Task:
Rescale the data below by writing out every line again, requests included, with each point coordinate in the answers multiplied by 2.2 and rounded to a whole number, halves rounding up. Leave the pictures out.

Records from a point-labeling set:
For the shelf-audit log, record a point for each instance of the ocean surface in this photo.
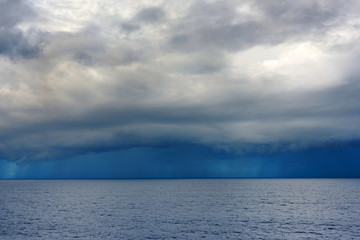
(180, 209)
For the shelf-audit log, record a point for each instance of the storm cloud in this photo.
(249, 76)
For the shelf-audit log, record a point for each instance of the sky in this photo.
(179, 89)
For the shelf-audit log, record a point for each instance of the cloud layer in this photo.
(80, 77)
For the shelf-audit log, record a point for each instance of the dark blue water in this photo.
(180, 209)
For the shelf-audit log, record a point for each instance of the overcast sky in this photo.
(86, 76)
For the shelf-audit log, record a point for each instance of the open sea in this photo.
(180, 209)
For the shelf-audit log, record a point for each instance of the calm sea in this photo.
(180, 209)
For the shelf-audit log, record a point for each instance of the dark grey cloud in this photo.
(145, 16)
(239, 76)
(150, 15)
(280, 21)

Task response:
For the shelf-audit log, record a point for each instance of the ocean surface in this photo.
(396, 460)
For the shelf-audit log, record a point for each instance of the storm cloud in this photo.
(548, 167)
For the shelf-audit log, record a point for each instance of the sky in this photo.
(394, 196)
For the shelf-audit log, record a point for each instance of the cloud layer in this photo.
(176, 169)
For the shelf-audit log, record a point for each instance of the dark blue water in this photo.
(396, 460)
For the shelf-audit log, record a point for each instance of the overcast sky in this photo.
(189, 167)
For the shelf-audit log, record a point for each instance of the open sea in this photo.
(396, 460)
For the shelf-audit log, record a point for each instance of the calm sea in this photo.
(396, 460)
For the shelf-audit log, record a point for each instance of the dark grey cloud in this photo.
(319, 35)
(526, 167)
(330, 33)
(616, 46)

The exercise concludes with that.